> [SELECTED EXTRACT]
White Christian nationalism and the next wave of political violence

White Christian nationalism and the next wave of political violence

This article was originally published by The Hill.

There was a brief period when Republicans appeared to reject Trumpism. Sen. Lindsey Graham (R-S.C.) condemned the insurrectionists as “terrorists, not patriots,” Senate Minority Leader Mitch McConnell (R-Ky.) said the seditionists were “fed lies” by President Trump. Rep. Liz Cheney (R-Wyo.) — one of only 10 Republican congresspeople to vote for impeachment — said Trump fomented the attack.

This short period of condemnation is now very clearly over. A recent poll found that two-thirds of Republicans do not think Joe Biden was legitimately elected president and nearly 40 percent believe that political violence is acceptable. And with all but six GOP senators saying that a non-sitting president cannot be impeached, the GOP is telling America — and the world — that violent Trumpism is who they are.

To understand how this happened we must look back to how it all began, namely as a long-term Republican strategy to harness the most violent expressions of Christian nationalism for the sake of political gain.

Images such as a flag that said “Jesus is my savior, Trump is my president” seem new, but this mix of white, right-wing identity politics and nationalist Christianity has been stirring for many years. It’s hard to say exactly when this version of white supremacist Christianity — embedded within and supported by the Republican Party — began, but one important turning point was President Nixon’s commitment to the GOP’s Southern strategy to attract Dixiecrats disaffected by the Democratic Party’s commitment to the civil rights movement.

The marriage of GOP conservatism and fundamentalist Christianity did not begin with mutual opposition to abortion. Rather, the relationship began decades earlier as a way to encourage resentment of African American political gains that was festering within racist factions of white American evangelicalism. This merging of racial and religious interests created political alliances that were more than just a marriage of convenience: white entitlement and grievance, packaged with a moral veneer of racialized religious belief, used the language of spiritual warfare to justify the pursuit of political power by any means.

A core element of this strategy was to construct a hermetically sealed media universe that reinforced the messages of white Christian moral outrage. Trump elevated the status of these and the newcomer TV station One American News (OAN) Network to a level of prestige and truth-making in service of his counter narrative.

> [SUPPLIED DATA]
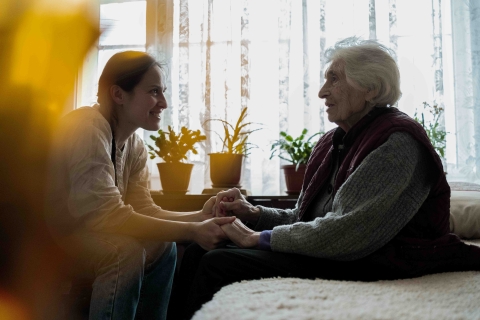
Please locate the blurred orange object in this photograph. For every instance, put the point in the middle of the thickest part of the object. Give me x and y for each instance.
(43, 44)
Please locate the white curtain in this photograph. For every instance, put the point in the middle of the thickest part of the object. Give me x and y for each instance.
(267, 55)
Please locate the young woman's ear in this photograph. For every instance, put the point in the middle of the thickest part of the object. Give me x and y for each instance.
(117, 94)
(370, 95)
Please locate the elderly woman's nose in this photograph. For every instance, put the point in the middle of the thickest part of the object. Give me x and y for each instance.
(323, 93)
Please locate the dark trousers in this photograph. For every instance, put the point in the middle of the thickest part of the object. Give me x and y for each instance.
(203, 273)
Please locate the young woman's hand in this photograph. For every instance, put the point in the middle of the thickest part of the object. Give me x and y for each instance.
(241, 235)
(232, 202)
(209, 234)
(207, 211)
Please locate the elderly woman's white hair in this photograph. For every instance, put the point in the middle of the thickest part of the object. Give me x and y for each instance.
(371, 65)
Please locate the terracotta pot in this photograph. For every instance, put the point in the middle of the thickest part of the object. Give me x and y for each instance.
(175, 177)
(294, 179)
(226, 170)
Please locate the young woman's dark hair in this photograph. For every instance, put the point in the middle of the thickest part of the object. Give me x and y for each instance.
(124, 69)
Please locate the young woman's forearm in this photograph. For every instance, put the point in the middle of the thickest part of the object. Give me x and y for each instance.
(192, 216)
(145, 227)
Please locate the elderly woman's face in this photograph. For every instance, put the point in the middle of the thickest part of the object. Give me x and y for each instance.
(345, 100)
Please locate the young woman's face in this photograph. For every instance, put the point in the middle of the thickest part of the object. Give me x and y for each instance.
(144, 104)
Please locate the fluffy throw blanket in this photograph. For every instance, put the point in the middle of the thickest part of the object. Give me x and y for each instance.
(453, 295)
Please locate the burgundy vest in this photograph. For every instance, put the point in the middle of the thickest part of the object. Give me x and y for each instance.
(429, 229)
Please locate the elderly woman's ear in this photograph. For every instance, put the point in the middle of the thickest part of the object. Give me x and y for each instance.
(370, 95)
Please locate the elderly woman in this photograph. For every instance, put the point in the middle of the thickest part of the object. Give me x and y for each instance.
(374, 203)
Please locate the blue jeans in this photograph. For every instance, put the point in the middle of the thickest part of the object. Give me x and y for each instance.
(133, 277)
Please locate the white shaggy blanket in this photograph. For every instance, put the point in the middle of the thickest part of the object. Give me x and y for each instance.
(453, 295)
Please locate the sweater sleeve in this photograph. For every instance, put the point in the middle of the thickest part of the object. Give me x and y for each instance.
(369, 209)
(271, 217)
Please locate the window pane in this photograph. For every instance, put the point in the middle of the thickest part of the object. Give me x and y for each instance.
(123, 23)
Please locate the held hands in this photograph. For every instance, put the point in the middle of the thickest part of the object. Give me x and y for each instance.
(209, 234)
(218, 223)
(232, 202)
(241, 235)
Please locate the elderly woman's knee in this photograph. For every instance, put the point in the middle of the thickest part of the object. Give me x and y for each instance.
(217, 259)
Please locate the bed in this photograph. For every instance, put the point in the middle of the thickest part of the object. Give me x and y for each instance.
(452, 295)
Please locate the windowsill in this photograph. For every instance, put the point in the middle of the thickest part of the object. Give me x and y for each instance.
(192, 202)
* * *
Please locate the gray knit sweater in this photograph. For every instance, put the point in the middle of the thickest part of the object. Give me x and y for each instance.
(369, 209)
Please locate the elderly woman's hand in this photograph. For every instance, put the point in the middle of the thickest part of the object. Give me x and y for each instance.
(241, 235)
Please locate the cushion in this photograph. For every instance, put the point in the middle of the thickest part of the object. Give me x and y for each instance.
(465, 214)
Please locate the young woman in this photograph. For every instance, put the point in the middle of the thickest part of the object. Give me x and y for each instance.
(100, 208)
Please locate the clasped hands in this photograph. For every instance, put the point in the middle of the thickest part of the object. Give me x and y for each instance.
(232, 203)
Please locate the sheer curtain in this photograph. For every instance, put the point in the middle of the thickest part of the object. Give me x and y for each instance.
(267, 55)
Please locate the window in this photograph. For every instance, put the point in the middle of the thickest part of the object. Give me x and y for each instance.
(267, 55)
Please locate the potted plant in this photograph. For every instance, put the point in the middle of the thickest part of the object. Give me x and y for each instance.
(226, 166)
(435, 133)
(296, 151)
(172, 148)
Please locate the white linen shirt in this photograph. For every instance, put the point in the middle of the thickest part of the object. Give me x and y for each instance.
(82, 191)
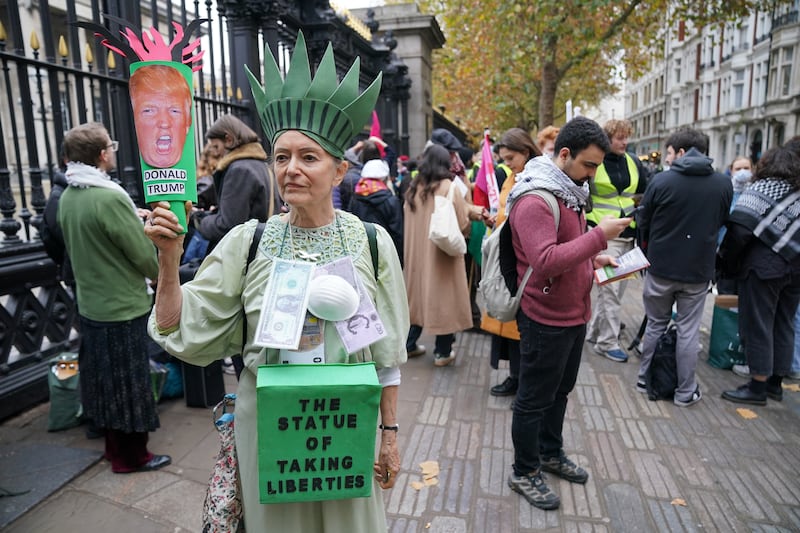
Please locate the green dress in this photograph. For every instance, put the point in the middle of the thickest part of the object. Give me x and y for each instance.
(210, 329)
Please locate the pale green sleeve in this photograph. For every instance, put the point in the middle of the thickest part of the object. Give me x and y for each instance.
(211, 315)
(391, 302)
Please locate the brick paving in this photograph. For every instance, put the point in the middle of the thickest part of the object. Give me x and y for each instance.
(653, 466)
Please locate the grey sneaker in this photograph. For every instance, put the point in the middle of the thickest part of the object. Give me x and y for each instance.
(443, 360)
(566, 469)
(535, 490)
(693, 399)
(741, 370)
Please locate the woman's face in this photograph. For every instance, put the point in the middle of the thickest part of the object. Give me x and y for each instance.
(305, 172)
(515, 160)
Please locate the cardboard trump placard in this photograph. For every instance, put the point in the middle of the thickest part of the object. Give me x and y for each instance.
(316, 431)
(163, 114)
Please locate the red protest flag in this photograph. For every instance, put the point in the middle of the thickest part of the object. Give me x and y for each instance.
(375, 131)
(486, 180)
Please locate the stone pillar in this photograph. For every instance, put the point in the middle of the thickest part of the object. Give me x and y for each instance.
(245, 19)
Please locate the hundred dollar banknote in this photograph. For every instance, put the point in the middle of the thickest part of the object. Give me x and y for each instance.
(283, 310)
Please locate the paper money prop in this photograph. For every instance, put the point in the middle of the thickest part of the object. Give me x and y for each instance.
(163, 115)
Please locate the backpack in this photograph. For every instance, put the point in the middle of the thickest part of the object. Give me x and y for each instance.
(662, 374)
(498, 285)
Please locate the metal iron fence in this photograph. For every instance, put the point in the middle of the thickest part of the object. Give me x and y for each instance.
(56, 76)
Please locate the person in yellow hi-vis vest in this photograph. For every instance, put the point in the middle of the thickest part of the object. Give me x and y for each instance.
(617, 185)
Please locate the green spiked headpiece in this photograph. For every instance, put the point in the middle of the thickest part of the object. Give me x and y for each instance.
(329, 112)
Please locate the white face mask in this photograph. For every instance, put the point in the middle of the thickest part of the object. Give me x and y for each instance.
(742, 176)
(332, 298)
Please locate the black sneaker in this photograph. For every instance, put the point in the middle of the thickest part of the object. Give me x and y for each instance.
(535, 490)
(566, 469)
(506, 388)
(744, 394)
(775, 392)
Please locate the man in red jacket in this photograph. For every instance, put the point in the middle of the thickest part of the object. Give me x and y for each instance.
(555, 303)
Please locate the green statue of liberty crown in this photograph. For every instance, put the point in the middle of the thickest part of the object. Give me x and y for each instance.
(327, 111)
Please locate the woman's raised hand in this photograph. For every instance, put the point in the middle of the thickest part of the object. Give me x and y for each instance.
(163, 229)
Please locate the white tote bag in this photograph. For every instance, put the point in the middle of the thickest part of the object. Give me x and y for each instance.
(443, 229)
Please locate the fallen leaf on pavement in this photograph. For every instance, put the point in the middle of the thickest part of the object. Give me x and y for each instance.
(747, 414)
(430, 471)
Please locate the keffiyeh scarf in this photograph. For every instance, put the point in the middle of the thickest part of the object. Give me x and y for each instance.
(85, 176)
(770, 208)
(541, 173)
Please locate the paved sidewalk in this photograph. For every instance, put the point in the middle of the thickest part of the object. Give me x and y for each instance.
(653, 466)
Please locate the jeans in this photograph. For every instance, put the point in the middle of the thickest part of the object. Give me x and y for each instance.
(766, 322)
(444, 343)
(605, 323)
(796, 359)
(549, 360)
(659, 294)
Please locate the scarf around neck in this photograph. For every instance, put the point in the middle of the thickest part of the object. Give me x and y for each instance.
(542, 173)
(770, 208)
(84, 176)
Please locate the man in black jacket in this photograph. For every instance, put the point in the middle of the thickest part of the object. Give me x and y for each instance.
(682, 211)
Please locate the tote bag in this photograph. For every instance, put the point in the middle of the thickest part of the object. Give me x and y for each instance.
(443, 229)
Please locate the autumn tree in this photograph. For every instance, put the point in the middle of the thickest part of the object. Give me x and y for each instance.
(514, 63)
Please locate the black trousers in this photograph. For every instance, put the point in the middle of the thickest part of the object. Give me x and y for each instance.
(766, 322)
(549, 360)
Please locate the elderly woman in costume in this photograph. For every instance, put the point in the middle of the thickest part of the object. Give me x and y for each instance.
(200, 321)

> [THE REQUEST]
Reproduce, word for word, the stretch of the article on white Christian nationalism from "This article was" through "fomented the attack.".

> [IN RESPONSE]
This article was originally published by The Hill.

There was a brief period when Republicans appeared to reject Trumpism. Sen. Lindsey Graham (R-S.C.) condemned the insurrectionists as “terrorists, not patriots,” Senate Minority Leader Mitch McConnell (R-Ky.) said the seditionists were “fed lies” by President Trump. Rep. Liz Cheney (R-Wyo.) — one of only 10 Republican congresspeople to vote for impeachment — said Trump fomented the attack.